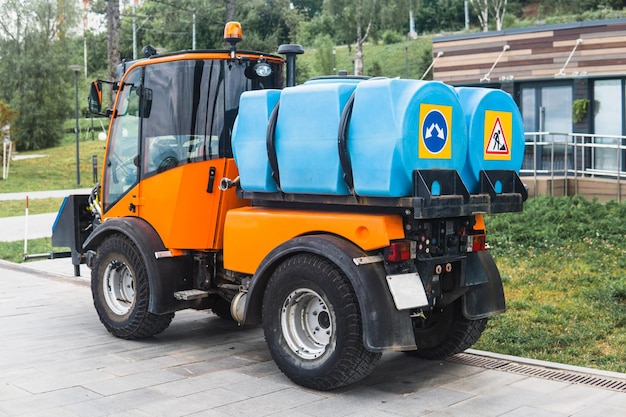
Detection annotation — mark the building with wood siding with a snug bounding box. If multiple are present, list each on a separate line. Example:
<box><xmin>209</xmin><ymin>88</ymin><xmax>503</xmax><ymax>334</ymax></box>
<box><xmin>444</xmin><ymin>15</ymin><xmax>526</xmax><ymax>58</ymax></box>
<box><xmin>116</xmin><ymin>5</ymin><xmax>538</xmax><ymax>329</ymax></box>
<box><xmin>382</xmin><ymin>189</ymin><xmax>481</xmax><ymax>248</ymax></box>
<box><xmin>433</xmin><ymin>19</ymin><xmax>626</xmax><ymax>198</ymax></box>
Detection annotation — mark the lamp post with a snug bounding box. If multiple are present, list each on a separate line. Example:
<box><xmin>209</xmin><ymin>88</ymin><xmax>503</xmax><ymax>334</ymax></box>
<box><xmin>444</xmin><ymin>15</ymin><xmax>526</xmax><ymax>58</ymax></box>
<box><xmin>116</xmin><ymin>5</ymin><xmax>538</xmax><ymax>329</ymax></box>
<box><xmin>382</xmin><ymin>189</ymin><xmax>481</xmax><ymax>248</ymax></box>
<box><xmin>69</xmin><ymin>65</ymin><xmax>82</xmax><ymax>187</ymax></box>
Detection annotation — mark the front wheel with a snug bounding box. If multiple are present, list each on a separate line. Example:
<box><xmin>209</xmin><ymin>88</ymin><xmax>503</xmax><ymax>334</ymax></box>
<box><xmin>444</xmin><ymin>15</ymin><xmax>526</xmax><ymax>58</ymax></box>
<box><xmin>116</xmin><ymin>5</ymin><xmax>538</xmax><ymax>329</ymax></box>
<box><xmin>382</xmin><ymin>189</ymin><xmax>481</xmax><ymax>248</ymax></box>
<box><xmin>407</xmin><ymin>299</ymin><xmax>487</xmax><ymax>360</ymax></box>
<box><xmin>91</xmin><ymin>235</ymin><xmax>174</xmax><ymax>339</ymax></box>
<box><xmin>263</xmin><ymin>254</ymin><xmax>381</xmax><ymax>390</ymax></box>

--- Work instructions ---
Reproduce the material word for word, minus the images.

--- Result of this exercise ---
Detection annotation — mark the building with wood siding with a snug bounding box. If multiple are present, list each on a separate line. Example:
<box><xmin>209</xmin><ymin>88</ymin><xmax>503</xmax><ymax>334</ymax></box>
<box><xmin>444</xmin><ymin>15</ymin><xmax>526</xmax><ymax>58</ymax></box>
<box><xmin>116</xmin><ymin>5</ymin><xmax>538</xmax><ymax>329</ymax></box>
<box><xmin>382</xmin><ymin>189</ymin><xmax>481</xmax><ymax>248</ymax></box>
<box><xmin>433</xmin><ymin>19</ymin><xmax>626</xmax><ymax>198</ymax></box>
Detection annotation — mark the lamp post with a snug bounding box. If multiple are present, list each on a separate line. Example:
<box><xmin>209</xmin><ymin>88</ymin><xmax>503</xmax><ymax>334</ymax></box>
<box><xmin>444</xmin><ymin>15</ymin><xmax>526</xmax><ymax>58</ymax></box>
<box><xmin>116</xmin><ymin>5</ymin><xmax>538</xmax><ymax>329</ymax></box>
<box><xmin>382</xmin><ymin>189</ymin><xmax>481</xmax><ymax>248</ymax></box>
<box><xmin>69</xmin><ymin>65</ymin><xmax>82</xmax><ymax>187</ymax></box>
Detection annotation — mark the front wheel with a snug bounding box. If multiple are present, list each on a separate line. Example:
<box><xmin>209</xmin><ymin>88</ymin><xmax>503</xmax><ymax>334</ymax></box>
<box><xmin>444</xmin><ymin>15</ymin><xmax>526</xmax><ymax>58</ymax></box>
<box><xmin>116</xmin><ymin>5</ymin><xmax>538</xmax><ymax>329</ymax></box>
<box><xmin>382</xmin><ymin>189</ymin><xmax>481</xmax><ymax>248</ymax></box>
<box><xmin>407</xmin><ymin>299</ymin><xmax>487</xmax><ymax>360</ymax></box>
<box><xmin>91</xmin><ymin>235</ymin><xmax>174</xmax><ymax>339</ymax></box>
<box><xmin>263</xmin><ymin>254</ymin><xmax>381</xmax><ymax>390</ymax></box>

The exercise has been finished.